- Exercise aim: An exact copy of all the data below is needed.

[Segmentation mask data]
[Start of section]

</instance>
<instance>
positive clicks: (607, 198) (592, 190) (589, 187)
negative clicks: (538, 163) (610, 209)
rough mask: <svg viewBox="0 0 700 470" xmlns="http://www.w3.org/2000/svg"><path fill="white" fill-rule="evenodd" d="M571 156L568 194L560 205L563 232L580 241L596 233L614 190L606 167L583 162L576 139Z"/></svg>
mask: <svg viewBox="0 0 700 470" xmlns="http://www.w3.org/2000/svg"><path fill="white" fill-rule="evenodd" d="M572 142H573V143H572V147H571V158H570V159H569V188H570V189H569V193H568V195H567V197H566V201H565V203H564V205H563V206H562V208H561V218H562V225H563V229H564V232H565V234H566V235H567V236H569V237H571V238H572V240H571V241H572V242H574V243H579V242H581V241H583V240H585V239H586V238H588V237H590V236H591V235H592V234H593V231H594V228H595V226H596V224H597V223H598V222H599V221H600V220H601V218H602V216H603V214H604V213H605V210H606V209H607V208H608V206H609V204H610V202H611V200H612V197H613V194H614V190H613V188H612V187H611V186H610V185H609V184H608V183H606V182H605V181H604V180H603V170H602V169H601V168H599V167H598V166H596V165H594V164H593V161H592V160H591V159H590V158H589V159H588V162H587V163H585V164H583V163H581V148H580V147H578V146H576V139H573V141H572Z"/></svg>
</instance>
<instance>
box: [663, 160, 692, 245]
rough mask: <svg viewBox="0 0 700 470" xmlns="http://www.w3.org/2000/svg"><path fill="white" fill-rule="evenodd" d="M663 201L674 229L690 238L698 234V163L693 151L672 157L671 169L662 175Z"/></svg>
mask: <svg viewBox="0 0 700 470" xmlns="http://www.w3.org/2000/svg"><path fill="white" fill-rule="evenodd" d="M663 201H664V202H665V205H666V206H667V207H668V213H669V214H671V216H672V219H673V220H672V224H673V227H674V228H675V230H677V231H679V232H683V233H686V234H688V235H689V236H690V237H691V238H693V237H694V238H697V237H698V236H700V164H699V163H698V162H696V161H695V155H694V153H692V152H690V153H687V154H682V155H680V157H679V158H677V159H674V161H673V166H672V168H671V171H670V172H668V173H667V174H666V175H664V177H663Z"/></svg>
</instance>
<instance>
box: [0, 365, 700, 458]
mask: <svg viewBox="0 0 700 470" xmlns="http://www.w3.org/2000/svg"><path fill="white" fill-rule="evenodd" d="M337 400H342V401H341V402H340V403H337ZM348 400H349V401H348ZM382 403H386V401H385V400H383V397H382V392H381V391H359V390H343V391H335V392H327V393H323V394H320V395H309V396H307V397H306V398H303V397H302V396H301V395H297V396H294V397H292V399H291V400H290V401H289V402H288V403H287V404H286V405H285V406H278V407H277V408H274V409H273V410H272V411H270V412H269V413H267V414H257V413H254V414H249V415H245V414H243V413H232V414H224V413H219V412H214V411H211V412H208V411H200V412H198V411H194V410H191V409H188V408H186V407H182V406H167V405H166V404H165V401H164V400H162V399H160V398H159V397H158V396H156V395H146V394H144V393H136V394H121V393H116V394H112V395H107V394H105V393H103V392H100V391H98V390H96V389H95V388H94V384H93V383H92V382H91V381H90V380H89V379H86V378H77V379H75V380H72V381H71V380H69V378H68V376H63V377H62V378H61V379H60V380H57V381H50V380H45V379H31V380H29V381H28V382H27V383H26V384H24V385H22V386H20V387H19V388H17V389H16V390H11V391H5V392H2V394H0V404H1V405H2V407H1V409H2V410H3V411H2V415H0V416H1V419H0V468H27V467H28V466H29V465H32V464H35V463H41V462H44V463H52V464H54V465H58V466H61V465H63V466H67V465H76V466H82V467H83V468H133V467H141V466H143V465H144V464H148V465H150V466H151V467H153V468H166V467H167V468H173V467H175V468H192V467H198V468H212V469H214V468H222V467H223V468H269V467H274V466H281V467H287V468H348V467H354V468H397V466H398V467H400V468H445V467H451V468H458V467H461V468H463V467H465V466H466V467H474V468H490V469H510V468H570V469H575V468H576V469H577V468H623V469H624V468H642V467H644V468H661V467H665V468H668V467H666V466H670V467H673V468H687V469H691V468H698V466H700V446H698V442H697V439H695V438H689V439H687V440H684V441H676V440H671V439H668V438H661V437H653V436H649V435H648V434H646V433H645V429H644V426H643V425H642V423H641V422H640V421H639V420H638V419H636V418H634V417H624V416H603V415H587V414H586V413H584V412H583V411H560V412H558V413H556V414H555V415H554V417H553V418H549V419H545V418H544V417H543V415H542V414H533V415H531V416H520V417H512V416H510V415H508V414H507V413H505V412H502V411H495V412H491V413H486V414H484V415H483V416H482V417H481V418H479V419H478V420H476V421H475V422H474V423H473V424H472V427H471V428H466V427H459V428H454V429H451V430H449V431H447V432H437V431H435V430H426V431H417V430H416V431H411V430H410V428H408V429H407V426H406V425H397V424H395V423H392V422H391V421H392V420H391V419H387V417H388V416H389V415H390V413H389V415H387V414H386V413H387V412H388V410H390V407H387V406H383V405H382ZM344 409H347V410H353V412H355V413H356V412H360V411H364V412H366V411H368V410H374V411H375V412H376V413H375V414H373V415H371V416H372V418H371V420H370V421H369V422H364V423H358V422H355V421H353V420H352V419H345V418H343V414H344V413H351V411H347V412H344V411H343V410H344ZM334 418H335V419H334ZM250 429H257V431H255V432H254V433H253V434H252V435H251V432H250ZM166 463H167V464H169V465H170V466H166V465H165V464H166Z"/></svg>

[End of section]

- Answer box:
</instance>
<instance>
positive clicks: (607, 198) (592, 190) (589, 187)
negative clicks: (538, 163) (610, 209)
rough mask: <svg viewBox="0 0 700 470" xmlns="http://www.w3.org/2000/svg"><path fill="white" fill-rule="evenodd" d="M571 156L568 194L560 205L563 232L580 241L596 233L614 190L606 167L583 162L576 139Z"/></svg>
mask: <svg viewBox="0 0 700 470" xmlns="http://www.w3.org/2000/svg"><path fill="white" fill-rule="evenodd" d="M572 142H573V143H572V147H571V158H570V159H569V188H570V189H569V193H568V195H567V197H566V201H565V203H564V205H563V206H562V208H561V218H562V225H563V229H564V232H565V234H566V235H567V236H569V237H571V238H572V240H571V241H572V242H574V243H579V242H581V241H583V240H585V239H586V238H588V237H590V236H591V235H592V234H593V231H594V228H595V226H596V224H597V223H598V222H599V221H600V220H601V218H602V216H603V214H604V213H605V210H606V209H607V208H608V206H609V204H610V202H611V200H612V197H613V194H614V190H613V188H612V187H611V186H610V185H609V184H608V183H606V182H605V181H604V180H603V170H602V169H601V168H599V167H598V166H596V165H594V164H593V161H592V160H591V159H590V158H589V159H588V162H587V163H585V164H583V163H581V148H580V147H578V146H576V139H573V141H572Z"/></svg>
</instance>
<instance>
box: [663, 160, 692, 245]
rough mask: <svg viewBox="0 0 700 470" xmlns="http://www.w3.org/2000/svg"><path fill="white" fill-rule="evenodd" d="M663 201L674 229L690 238L698 234V163L693 151L672 157L671 169L662 175Z"/></svg>
mask: <svg viewBox="0 0 700 470" xmlns="http://www.w3.org/2000/svg"><path fill="white" fill-rule="evenodd" d="M663 201H664V202H665V205H666V206H667V207H668V213H669V214H671V216H672V219H673V220H672V224H673V227H674V228H675V230H677V231H679V232H683V233H686V234H688V235H689V236H690V237H691V238H693V237H694V238H697V237H698V236H700V164H699V163H698V162H696V161H695V155H694V153H692V152H690V153H687V154H682V155H680V157H679V158H677V159H674V161H673V166H672V168H671V171H670V172H668V173H667V174H666V175H664V177H663Z"/></svg>
</instance>
<instance>
box: [0, 365, 700, 458]
mask: <svg viewBox="0 0 700 470" xmlns="http://www.w3.org/2000/svg"><path fill="white" fill-rule="evenodd" d="M337 400H342V401H341V402H340V403H337ZM348 400H349V401H348ZM382 403H386V401H385V400H383V397H382V392H381V391H359V390H343V391H335V392H327V393H323V394H320V395H309V396H307V397H306V398H303V397H302V396H301V395H297V396H294V397H292V399H291V400H290V401H289V402H288V403H287V404H286V405H285V406H278V407H277V408H274V409H273V410H272V411H270V412H269V413H267V414H257V413H254V414H249V415H245V414H243V413H232V414H224V413H219V412H214V411H211V412H208V411H200V412H198V411H194V410H191V409H188V408H186V407H182V406H167V405H166V404H165V401H164V400H162V399H160V398H159V397H158V396H156V395H146V394H144V393H136V394H121V393H116V394H112V395H107V394H105V393H103V392H100V391H98V390H96V389H95V388H94V384H93V383H92V382H91V381H90V380H89V379H86V378H77V379H75V380H72V381H71V380H69V378H68V376H63V377H62V378H61V379H60V380H57V381H50V380H45V379H31V380H29V381H28V382H27V383H26V384H24V385H22V386H20V387H19V388H17V389H16V390H11V391H5V392H2V394H0V404H1V405H2V407H1V409H2V410H3V411H2V415H0V416H1V419H0V468H27V467H28V466H29V465H32V464H35V463H41V462H44V463H52V464H54V465H58V466H61V465H63V466H67V465H76V466H82V467H83V468H133V467H141V466H143V465H144V464H148V465H150V466H151V467H153V468H166V467H167V468H173V467H175V468H192V467H198V468H212V469H214V468H222V467H223V468H269V467H274V466H281V467H287V468H348V467H354V468H397V466H398V467H400V468H445V467H451V468H458V467H461V468H463V467H465V466H466V467H474V468H490V469H510V468H570V469H575V468H576V469H577V468H623V469H624V468H642V467H644V468H661V467H665V468H668V467H666V466H670V467H673V468H687V469H691V468H698V466H700V446H698V442H697V439H695V438H689V439H687V440H684V441H676V440H671V439H668V438H661V437H653V436H649V435H648V434H646V433H645V429H644V426H643V425H642V423H641V422H640V421H639V420H638V419H636V418H634V417H624V416H603V415H587V414H586V413H584V412H583V411H560V412H558V413H556V414H555V415H554V417H553V418H549V419H545V418H544V417H543V415H542V414H533V415H531V416H520V417H512V416H510V415H508V414H507V413H505V412H502V411H495V412H491V413H486V414H484V415H483V416H482V417H481V418H479V419H478V420H476V421H475V422H474V423H473V424H472V427H471V428H466V427H459V428H454V429H451V430H449V431H447V432H437V431H435V430H426V431H417V430H416V431H411V430H410V428H408V429H407V426H406V425H397V424H395V423H392V422H391V421H392V420H391V419H387V417H388V416H389V415H390V413H389V415H387V414H386V413H387V412H388V410H390V407H387V406H383V405H382ZM344 409H347V410H353V412H355V413H356V412H360V411H364V412H366V411H368V410H374V411H375V412H376V413H375V414H373V415H371V416H372V418H371V420H370V421H369V422H364V423H358V422H355V421H353V420H352V419H345V418H343V414H344V413H351V411H347V412H344V411H343V410H344ZM334 418H335V419H334ZM250 429H257V431H255V432H254V433H253V434H252V435H251V432H250ZM166 463H167V464H169V465H170V466H166V465H165V464H166Z"/></svg>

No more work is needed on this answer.